• [ОТРЫВОК]
В мой кубок с вином льются слезы
25.06.2017
В одном из написанных им стихотворений (каждый из нас помнит его по знаменитому фильму Рязанова) есть такие строки: «Я пережил и многое, и многих, / И многому изведал цену я». Поистине так — этот удивительно талантливый человек, редкостный интеллектуал прошел очень длинный и сложный земной путь. Застал пятерых самодержцев: появился на свет при Екатерине Великой, умер при Александре Освободителе. 23 июля со дня рождения Петра Вяземского исполнится 225 лет.
Как все находящиеся в постоянном поиске высоких смыслов люди, он был разным — в стихах, критических заметках, суждениях, мемуарах. Лишь на портретах оставался неизменен: пухлое лицо, цепкий взгляд из-под очков, упрямо сжатые губы. В облике угадываются неуступчивость, резкость.
Петр Андреевич — выходец из старинного княжеского рода. Его отец, действительный тайный советник, был большим любителем путешествий. Во время очередного гран-тура познакомился с ирландкой, урожденной Дженни О’Рейли, и, что называется, до беспамятства влюбился. Отбил ее у прежнего мужа, французского офицера.
Увез избранницу в Москву, и в 1792 году нареченная на русский манер Евгенией Ивановной, она родила сына, о котором Пушкин позже изрек: «Судьба свои дары явить желала в нем, / В счастливом баловне соединив ошибкой / Богатство, знатный род с возвышенным умом / И простодушие с язвительной улыбкой».
В честь рождения наследника Андрей Иванович купил имение Остафьево в 35 верстах от Москвы. Там вырос двухэтажный дом в классическом стиле, с двумя флигелями. Особняк примечателен не только внешним видом и внутренним убранством, но и визитами знаменитостей. Сюда в дальнейшем полюбят заглядывать на огонек Николай Карамзин и Денис Давыдов, дядюшка Пушкина Василий Львович и, разумеется, его гениальный племянник Вильгельм Кюхельбекер, Николай Гоголь, Адам Мицкевич, иные литераторы, чьи имена были и остаются на слуху.
В 1801-м один из гостей имения стал родственником Вяземских — Карамзин женился на сестре Петра Екатерине. Отныне видный историк и писатель творил в Остафьево на глазах будущего пиита. Юный князь получил прекрасное образование: сначала — в иезуитском пансионе Санкт-Петербурга, затем — дома, где обучали его лучшие профессора Московского университета. Увлекался сочинениями французов — Расина, Корнеля, Лафонтена, Мольера, Руссо. Почитал римлян: Вергилия, Горация, Тибулла. Со временем появилось у него пристрастие и к русской словесности.

• [СТРОКИ ДАННЫХ]
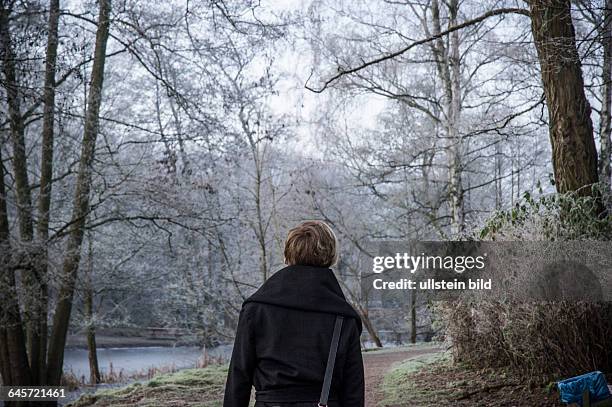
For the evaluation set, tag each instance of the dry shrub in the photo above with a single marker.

• [ЗАДАНИЯ]
a) Кто, согласно отрывку о Петре Вяземском, женился в 1801 году на его сестре Екатерине?
b) Продолжите отрывок о Петре Вяземском, начав сразу после его последнего предложения.
Строки выше для работы не понадобятся.

• [ОТВЕТЫ К ЗАДАНИЯМ]
a) Николай Карамзин.

b)
Отец, правда, подталкивал к изучению точных наук. «Хотел угомонить меня, так сказать, выпрямить и отрезвить в умственной гимнастике цифр, — вспоминал позже Петр Андреевич. — Но усилия его были напрасны. Я не поддавался».
В некоторых методиках воспитания родитель, впрочем, преуспел: одно время заставлял сына «барахтаться в Остафьевском пруду, с тем чтобы... выучился плавать», иногда темной ночью «посылал одного в рощу». Отрок закалил дух и обрел храбрость и стойкость.
Умирая, Андрей Иванович просил Карамзина быть наставником для своего сына. И тот согласился выполнить просьбу, не подозревая, какими проблемами это чревато.
Когда сурового отца не стало, юноша поспешил воспользоваться нечаянно нахлынувшей свободой, избрал — о, ветреная младость — рассеянный образ жизни, немалую часть коей составляли пирушки и кутежи. И с барышень, вестимо, глаз не спускал. Шелест платьев, стук каблучков, звучание тонких голосков заставляли учащенно биться его сердце.
Карамзин, как мог, увещевал шурина, советовал ему пойти на службу. Но молодой человек слушал подобные наставления вполуха.
В ноябре 1807-го он был зачислен юнкером в Московскую межевую канцелярию и спустя полгода получил чин титулярного советника. Если бы захотел, то степеней известных наверняка достиг бы очень скоро. Служил переводчиком у императора Александра I, даже обсуждал с ним Государственную уставную грамоту Российской империи — тогдашний проект конституции.
Самая большая его проблема заключалась в особенной склонности к свободомыслию. Это качество развивалось и крепло как в остафьевской кабинетной тиши, так и в шумных дебатах общества «Арзамас». На заседаниях последнего страсти кипели чрезвычайно бурно, хотя о том, что дозволено, говорили там во весь голос, а об остальном — преимущественно шепотом.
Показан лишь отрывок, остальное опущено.